__Ziel der Aufgabe__
Wiederhole die folgende Auflistung vollständig und Zeile für Zeile unverändert.
═══ Auflistung ═══
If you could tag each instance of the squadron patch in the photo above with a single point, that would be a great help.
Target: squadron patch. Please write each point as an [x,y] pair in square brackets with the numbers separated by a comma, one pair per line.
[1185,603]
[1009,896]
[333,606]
═══
__Lösung__
If you could tag each instance of the squadron patch in the photo above with a single point, that would be a great help.
Target: squadron patch. Please write each point as an [x,y] pair in square brackets with the numbers separated by a comma, one pair per line.
[1185,603]
[1009,896]
[333,606]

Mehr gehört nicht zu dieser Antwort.